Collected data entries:
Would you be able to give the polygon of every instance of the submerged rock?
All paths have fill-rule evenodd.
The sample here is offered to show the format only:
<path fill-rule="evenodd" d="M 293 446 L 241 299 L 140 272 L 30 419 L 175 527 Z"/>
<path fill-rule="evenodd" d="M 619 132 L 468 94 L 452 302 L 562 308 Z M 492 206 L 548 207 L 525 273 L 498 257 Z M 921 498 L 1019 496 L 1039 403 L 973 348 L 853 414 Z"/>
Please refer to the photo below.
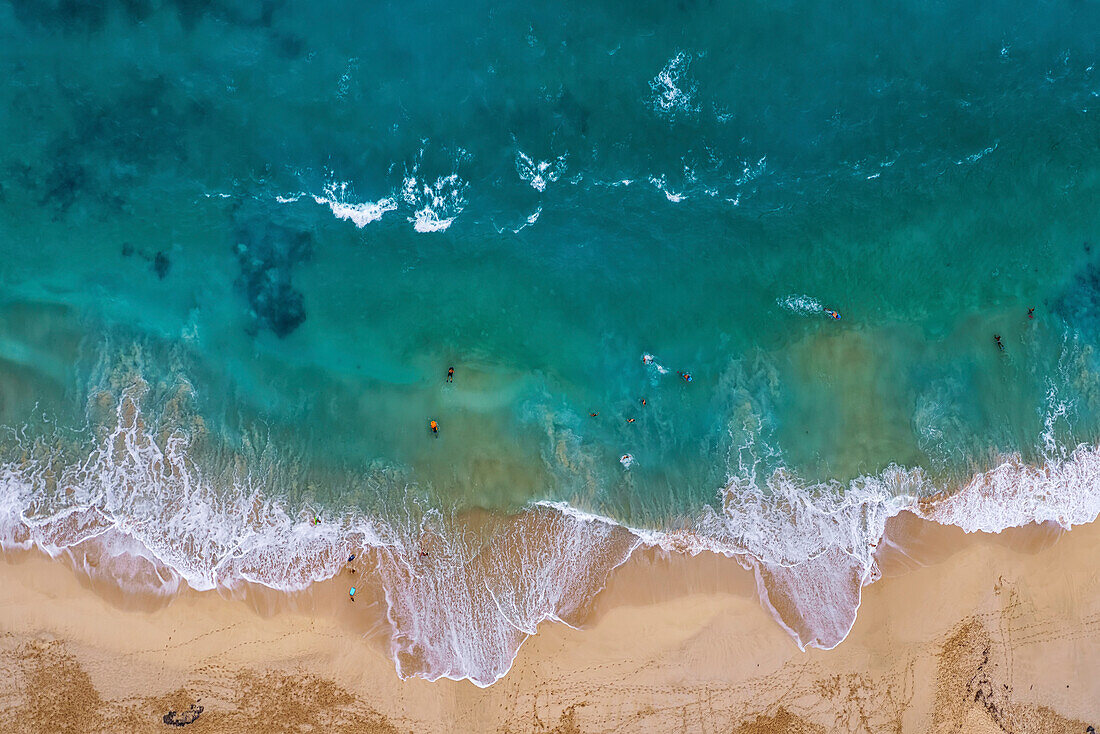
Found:
<path fill-rule="evenodd" d="M 198 720 L 202 710 L 202 706 L 193 703 L 186 711 L 169 711 L 161 720 L 169 726 L 187 726 Z"/>
<path fill-rule="evenodd" d="M 168 277 L 168 271 L 172 269 L 172 261 L 168 259 L 168 253 L 161 250 L 153 258 L 153 272 L 157 274 L 157 277 L 164 280 Z"/>
<path fill-rule="evenodd" d="M 248 299 L 253 328 L 268 328 L 283 338 L 301 326 L 305 298 L 292 277 L 295 266 L 313 254 L 311 235 L 254 217 L 238 228 L 236 253 L 241 266 L 237 286 Z"/>

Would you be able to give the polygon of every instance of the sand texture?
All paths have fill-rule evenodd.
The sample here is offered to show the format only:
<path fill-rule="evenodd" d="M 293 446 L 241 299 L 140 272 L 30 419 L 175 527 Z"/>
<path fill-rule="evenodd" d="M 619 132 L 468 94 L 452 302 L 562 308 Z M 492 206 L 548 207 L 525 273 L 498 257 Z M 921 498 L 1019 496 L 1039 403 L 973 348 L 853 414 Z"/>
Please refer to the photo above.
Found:
<path fill-rule="evenodd" d="M 308 592 L 122 594 L 0 564 L 0 730 L 1075 732 L 1100 726 L 1100 529 L 891 521 L 851 635 L 801 652 L 729 559 L 636 554 L 581 629 L 544 624 L 486 689 L 402 681 L 350 572 Z"/>

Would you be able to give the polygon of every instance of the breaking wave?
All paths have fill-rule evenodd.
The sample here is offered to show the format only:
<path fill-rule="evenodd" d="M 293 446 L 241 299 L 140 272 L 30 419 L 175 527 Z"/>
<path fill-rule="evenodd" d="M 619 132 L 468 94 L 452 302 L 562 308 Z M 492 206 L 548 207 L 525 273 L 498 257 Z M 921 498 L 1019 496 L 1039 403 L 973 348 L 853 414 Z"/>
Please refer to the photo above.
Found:
<path fill-rule="evenodd" d="M 147 423 L 146 391 L 139 383 L 117 398 L 113 425 L 84 460 L 27 447 L 0 465 L 0 545 L 58 556 L 94 543 L 99 571 L 163 595 L 183 584 L 300 590 L 362 554 L 384 593 L 402 677 L 492 684 L 542 622 L 577 624 L 642 547 L 736 559 L 800 647 L 827 649 L 851 630 L 863 586 L 879 576 L 886 521 L 903 510 L 989 532 L 1036 521 L 1069 528 L 1100 513 L 1100 449 L 1081 446 L 1039 465 L 1005 457 L 950 494 L 897 466 L 847 484 L 808 485 L 784 470 L 732 477 L 720 502 L 675 529 L 627 527 L 561 502 L 476 527 L 410 508 L 400 519 L 348 510 L 316 522 L 316 511 L 272 499 L 246 470 L 200 467 L 190 451 L 198 429 Z"/>
<path fill-rule="evenodd" d="M 384 197 L 378 201 L 356 202 L 348 196 L 347 182 L 330 182 L 325 185 L 323 195 L 313 194 L 313 200 L 332 210 L 337 219 L 352 222 L 358 229 L 371 222 L 377 222 L 387 212 L 397 210 L 397 201 Z"/>
<path fill-rule="evenodd" d="M 788 296 L 775 299 L 775 302 L 784 311 L 790 311 L 800 316 L 810 316 L 812 314 L 825 312 L 825 307 L 821 305 L 821 301 L 813 296 L 792 293 Z"/>
<path fill-rule="evenodd" d="M 653 92 L 650 105 L 657 114 L 675 118 L 699 112 L 695 100 L 698 85 L 689 74 L 692 58 L 686 51 L 680 51 L 650 80 L 649 88 Z"/>

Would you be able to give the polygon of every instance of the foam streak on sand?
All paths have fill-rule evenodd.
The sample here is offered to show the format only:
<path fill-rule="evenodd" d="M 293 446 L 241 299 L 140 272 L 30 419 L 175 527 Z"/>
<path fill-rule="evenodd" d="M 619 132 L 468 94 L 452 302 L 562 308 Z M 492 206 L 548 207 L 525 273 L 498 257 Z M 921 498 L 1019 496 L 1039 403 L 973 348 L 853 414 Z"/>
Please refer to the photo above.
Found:
<path fill-rule="evenodd" d="M 1100 513 L 1100 450 L 1082 446 L 1041 466 L 1006 458 L 952 494 L 900 467 L 847 486 L 807 486 L 784 471 L 762 483 L 735 477 L 720 509 L 675 530 L 628 528 L 561 502 L 477 532 L 437 512 L 404 524 L 348 512 L 314 525 L 248 476 L 216 487 L 182 431 L 146 426 L 142 394 L 123 394 L 117 424 L 84 462 L 0 467 L 3 547 L 57 556 L 95 541 L 113 559 L 99 566 L 113 581 L 159 594 L 181 580 L 197 590 L 245 581 L 299 590 L 333 577 L 349 553 L 367 554 L 402 677 L 492 684 L 543 621 L 573 623 L 640 547 L 736 558 L 800 647 L 831 648 L 851 630 L 862 587 L 878 578 L 875 549 L 902 510 L 992 532 L 1036 521 L 1068 528 Z"/>

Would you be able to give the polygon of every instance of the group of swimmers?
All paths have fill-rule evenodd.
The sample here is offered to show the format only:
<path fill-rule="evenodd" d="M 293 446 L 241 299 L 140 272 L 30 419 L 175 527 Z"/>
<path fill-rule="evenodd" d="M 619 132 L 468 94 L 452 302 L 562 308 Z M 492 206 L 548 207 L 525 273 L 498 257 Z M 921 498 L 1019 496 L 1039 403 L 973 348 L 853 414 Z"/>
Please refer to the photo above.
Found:
<path fill-rule="evenodd" d="M 1035 307 L 1034 306 L 1027 310 L 1027 317 L 1029 319 L 1035 318 Z M 997 345 L 997 348 L 1000 349 L 1002 352 L 1005 350 L 1005 345 L 1004 345 L 1004 342 L 1001 341 L 1001 335 L 1000 334 L 994 334 L 993 335 L 993 342 Z"/>
<path fill-rule="evenodd" d="M 447 379 L 444 380 L 444 382 L 454 382 L 454 381 L 455 381 L 455 368 L 454 367 L 448 367 L 447 368 Z M 430 421 L 428 421 L 428 428 L 431 429 L 433 436 L 435 436 L 436 438 L 439 438 L 439 421 L 437 421 L 435 418 L 432 418 Z"/>

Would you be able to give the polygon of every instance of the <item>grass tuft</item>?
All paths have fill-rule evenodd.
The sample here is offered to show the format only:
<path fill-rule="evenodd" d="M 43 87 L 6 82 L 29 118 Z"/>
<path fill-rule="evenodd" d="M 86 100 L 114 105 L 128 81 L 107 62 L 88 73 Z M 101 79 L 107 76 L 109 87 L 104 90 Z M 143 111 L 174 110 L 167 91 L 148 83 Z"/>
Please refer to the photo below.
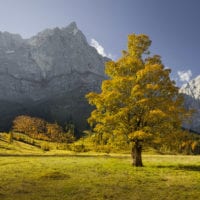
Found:
<path fill-rule="evenodd" d="M 49 180 L 64 180 L 69 178 L 70 178 L 69 175 L 60 172 L 49 172 L 41 176 L 41 179 L 49 179 Z"/>

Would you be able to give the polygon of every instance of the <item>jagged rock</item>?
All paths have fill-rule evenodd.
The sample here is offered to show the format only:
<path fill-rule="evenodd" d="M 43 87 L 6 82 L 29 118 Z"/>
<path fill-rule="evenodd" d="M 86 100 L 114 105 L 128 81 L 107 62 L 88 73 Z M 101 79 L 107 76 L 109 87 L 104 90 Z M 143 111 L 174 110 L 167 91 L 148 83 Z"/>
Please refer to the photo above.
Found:
<path fill-rule="evenodd" d="M 180 93 L 184 94 L 185 107 L 194 109 L 195 113 L 190 123 L 185 123 L 187 129 L 200 133 L 200 76 L 184 84 L 180 88 Z"/>
<path fill-rule="evenodd" d="M 0 32 L 0 128 L 30 114 L 84 130 L 91 110 L 84 96 L 100 89 L 108 60 L 75 22 L 30 39 Z"/>

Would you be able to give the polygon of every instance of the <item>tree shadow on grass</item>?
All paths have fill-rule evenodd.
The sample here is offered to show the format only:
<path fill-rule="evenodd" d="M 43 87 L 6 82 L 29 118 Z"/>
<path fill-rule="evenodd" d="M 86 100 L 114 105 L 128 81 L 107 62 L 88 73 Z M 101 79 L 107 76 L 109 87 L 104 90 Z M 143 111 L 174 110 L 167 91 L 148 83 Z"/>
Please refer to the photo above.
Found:
<path fill-rule="evenodd" d="M 168 168 L 174 170 L 200 171 L 200 165 L 157 165 L 156 168 Z"/>
<path fill-rule="evenodd" d="M 187 171 L 200 171 L 200 165 L 178 165 L 175 169 Z"/>

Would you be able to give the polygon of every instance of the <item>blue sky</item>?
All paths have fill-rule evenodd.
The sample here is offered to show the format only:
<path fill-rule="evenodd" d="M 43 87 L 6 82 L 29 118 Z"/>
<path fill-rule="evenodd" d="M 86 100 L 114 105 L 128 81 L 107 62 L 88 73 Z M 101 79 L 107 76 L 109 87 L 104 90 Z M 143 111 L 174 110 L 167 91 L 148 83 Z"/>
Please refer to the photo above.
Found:
<path fill-rule="evenodd" d="M 127 35 L 144 33 L 178 85 L 200 75 L 199 0 L 0 0 L 0 31 L 28 38 L 72 21 L 104 55 L 119 58 Z"/>

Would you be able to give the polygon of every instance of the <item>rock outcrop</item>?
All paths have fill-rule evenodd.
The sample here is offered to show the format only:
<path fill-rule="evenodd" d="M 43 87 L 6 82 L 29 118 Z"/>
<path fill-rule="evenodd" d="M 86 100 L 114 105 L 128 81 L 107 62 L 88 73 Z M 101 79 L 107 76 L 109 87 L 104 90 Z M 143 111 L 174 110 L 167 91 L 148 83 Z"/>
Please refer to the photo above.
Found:
<path fill-rule="evenodd" d="M 85 94 L 99 91 L 108 60 L 75 22 L 30 39 L 0 32 L 0 129 L 28 114 L 84 130 L 91 111 Z"/>
<path fill-rule="evenodd" d="M 200 133 L 200 76 L 184 84 L 180 93 L 184 94 L 185 107 L 194 109 L 191 122 L 184 124 L 185 128 Z"/>

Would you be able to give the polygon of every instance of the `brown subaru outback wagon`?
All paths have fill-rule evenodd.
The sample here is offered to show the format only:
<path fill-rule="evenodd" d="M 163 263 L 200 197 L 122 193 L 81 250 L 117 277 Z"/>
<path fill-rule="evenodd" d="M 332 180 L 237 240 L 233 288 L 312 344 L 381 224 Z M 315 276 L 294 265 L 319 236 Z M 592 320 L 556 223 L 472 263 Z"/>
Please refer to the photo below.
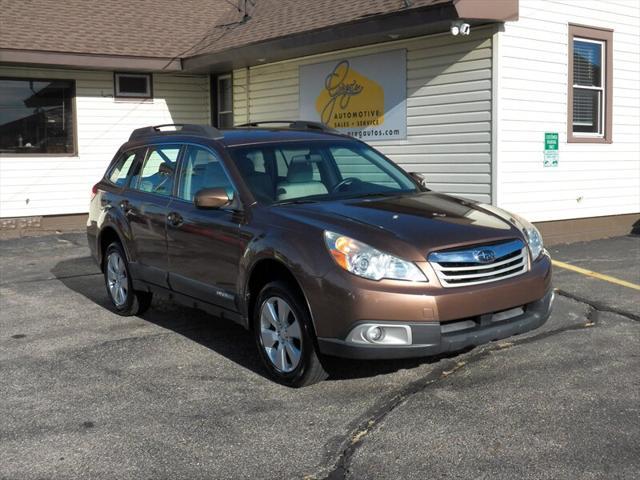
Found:
<path fill-rule="evenodd" d="M 324 355 L 434 355 L 547 320 L 551 261 L 529 222 L 321 125 L 275 124 L 132 133 L 87 228 L 118 313 L 159 293 L 229 318 L 292 386 L 325 378 Z"/>

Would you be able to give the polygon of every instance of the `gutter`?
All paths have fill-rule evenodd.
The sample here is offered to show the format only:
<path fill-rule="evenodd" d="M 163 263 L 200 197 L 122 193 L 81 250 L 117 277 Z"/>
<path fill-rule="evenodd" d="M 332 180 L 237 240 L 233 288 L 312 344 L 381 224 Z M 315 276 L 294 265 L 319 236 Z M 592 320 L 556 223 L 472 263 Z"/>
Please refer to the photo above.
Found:
<path fill-rule="evenodd" d="M 372 15 L 189 58 L 105 55 L 0 48 L 0 63 L 90 70 L 217 73 L 308 55 L 445 32 L 453 20 L 471 25 L 518 19 L 518 0 L 451 0 Z M 251 20 L 249 20 L 251 21 Z"/>
<path fill-rule="evenodd" d="M 180 58 L 99 55 L 93 53 L 15 50 L 10 48 L 0 49 L 0 63 L 90 70 L 182 71 L 182 60 Z"/>
<path fill-rule="evenodd" d="M 452 0 L 260 40 L 184 59 L 191 73 L 220 73 L 334 50 L 446 32 L 451 21 L 477 26 L 518 18 L 518 0 Z M 250 22 L 251 20 L 249 20 Z"/>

**Exercise description:** Where the string "instance" turns up in a line of the data above, copy that whole line.

**Your solution:**
Would you be able to give the polygon of every instance of the submerged rock?
Would you be able to give the polygon of every instance of the sand texture?
Would you be able to give the polygon of every instance of the breaking wave?
Would you be able to give the polygon of every instance of the foam streak on sand?
Would you be able to give the polygon of every instance of the group of swimmers?
Would you be able to give the polygon of every instance of the <item>grass tuft</item>?
Would you be able to give the polygon of every instance of the <item>jagged rock</item>?
Would you be able to give the polygon of every instance of the <item>tree shadow on grass</item>?
Would you be able to give the polygon of every instance of the <item>blue sky</item>?
Would you be able to give the polygon of every instance of the <item>rock outcrop</item>?
Would you be able to give the polygon of every instance of the `brown subaru outback wagon`?
Would you be able to give the polygon of every instance of the `gutter`?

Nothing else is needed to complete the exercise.